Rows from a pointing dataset

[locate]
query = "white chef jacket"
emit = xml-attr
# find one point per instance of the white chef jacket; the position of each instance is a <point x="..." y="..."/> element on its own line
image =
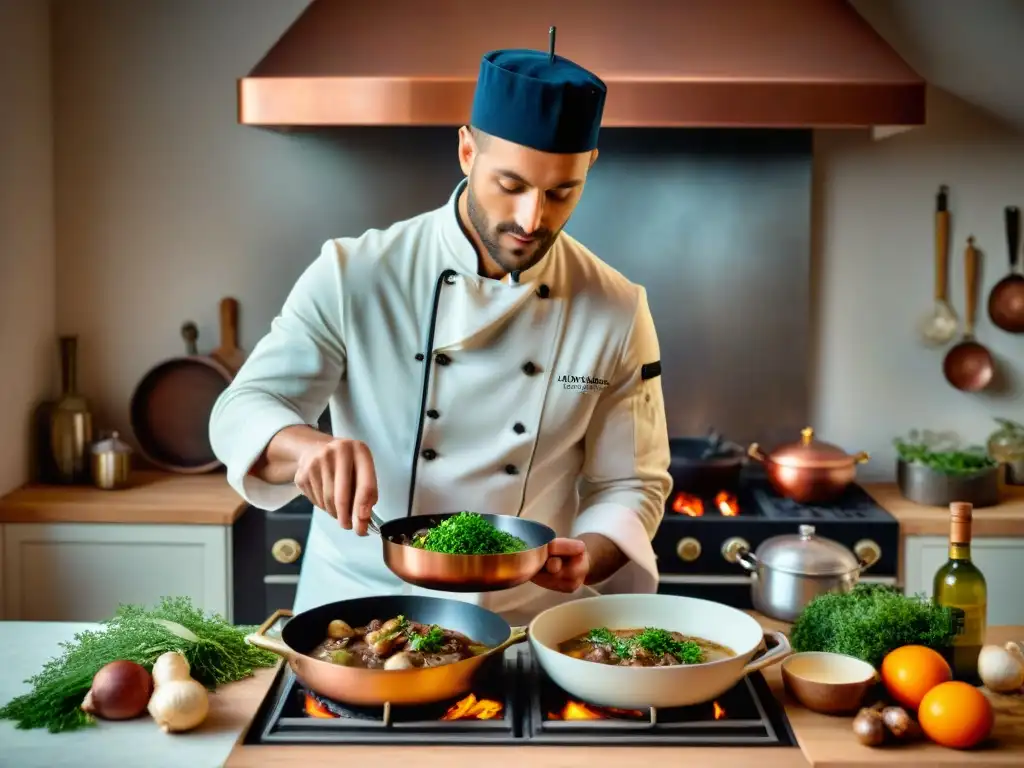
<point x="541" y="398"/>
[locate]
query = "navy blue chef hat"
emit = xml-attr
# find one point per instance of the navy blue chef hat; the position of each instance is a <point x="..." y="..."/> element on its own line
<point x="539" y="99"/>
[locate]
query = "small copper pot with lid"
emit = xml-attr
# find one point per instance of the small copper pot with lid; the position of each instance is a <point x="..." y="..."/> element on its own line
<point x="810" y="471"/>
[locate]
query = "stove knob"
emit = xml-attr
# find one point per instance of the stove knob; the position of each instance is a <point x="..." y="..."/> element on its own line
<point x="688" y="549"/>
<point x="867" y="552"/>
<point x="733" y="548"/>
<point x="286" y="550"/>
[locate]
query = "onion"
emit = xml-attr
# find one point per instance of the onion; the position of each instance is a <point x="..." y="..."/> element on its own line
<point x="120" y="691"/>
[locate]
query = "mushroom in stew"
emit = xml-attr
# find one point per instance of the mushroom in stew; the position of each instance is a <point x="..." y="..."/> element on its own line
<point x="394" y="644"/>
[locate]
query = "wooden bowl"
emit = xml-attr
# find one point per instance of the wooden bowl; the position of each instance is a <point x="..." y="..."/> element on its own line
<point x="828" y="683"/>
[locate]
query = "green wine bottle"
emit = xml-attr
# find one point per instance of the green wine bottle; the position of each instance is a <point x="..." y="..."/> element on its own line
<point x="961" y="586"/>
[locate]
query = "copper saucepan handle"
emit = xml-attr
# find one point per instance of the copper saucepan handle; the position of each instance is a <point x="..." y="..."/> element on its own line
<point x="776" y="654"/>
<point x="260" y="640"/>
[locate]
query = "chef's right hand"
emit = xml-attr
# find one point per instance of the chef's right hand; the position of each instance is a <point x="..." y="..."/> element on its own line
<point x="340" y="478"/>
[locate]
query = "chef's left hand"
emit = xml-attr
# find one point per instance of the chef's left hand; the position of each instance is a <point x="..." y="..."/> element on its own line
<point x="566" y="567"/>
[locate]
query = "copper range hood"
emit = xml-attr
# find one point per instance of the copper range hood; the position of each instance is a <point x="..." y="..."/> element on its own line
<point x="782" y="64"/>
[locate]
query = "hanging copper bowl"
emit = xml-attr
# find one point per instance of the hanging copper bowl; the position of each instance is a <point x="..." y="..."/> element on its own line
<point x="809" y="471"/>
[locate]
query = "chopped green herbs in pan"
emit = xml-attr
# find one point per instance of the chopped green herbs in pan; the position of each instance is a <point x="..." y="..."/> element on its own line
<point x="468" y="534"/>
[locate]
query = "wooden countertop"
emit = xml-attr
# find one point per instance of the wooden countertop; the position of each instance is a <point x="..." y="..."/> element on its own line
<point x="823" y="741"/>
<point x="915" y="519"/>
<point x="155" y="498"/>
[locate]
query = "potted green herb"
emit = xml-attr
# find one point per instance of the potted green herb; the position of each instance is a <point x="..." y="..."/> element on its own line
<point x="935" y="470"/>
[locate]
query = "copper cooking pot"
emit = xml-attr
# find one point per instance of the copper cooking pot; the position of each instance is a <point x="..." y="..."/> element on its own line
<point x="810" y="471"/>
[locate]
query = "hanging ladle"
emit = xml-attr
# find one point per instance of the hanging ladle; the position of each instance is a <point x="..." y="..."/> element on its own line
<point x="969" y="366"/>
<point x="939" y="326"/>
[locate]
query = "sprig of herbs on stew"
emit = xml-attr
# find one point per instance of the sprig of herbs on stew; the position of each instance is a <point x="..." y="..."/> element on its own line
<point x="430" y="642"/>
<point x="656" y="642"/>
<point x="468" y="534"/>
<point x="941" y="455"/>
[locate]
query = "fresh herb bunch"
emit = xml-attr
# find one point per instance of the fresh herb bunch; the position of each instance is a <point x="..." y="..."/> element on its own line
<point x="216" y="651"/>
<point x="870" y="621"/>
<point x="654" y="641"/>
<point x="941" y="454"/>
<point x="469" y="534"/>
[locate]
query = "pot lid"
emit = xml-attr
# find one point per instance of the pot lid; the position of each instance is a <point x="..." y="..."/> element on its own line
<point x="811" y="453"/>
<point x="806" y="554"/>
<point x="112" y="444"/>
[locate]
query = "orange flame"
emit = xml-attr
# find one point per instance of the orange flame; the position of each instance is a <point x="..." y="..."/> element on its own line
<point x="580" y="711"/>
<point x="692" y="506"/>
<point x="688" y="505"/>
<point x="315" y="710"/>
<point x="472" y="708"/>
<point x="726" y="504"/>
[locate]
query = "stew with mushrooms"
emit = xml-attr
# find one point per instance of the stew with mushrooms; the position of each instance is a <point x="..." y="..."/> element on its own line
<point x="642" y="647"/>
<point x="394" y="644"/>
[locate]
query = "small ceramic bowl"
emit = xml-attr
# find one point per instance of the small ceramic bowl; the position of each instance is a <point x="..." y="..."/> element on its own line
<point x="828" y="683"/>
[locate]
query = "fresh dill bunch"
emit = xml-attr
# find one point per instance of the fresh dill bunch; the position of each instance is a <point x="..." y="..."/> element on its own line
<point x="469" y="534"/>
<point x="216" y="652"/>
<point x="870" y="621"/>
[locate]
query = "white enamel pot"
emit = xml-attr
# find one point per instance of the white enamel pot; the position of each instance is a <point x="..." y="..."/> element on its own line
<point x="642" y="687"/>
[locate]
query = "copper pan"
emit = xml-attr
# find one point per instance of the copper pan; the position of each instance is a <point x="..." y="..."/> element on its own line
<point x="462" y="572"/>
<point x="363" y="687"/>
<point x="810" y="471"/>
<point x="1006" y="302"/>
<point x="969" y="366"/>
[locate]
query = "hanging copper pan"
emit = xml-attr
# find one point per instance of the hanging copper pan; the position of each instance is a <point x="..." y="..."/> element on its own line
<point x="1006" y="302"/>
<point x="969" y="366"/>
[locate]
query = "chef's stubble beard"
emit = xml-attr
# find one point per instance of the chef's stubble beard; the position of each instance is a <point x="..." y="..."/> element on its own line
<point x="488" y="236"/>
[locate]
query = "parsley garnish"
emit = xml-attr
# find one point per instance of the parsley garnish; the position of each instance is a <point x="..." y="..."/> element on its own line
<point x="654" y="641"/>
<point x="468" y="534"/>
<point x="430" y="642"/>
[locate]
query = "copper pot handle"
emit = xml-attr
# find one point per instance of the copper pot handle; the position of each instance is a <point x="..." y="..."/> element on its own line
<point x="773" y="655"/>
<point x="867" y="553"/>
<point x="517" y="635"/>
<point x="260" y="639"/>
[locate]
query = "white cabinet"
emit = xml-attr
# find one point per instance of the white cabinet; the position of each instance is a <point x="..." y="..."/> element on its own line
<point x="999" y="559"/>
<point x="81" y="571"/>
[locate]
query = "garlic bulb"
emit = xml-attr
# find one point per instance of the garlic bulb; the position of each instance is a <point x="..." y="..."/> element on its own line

EXERCISE PROMPT ▸
How many lines in the records above contain the string "wooden"? Reply with only the number.

RESPONSE ▸
4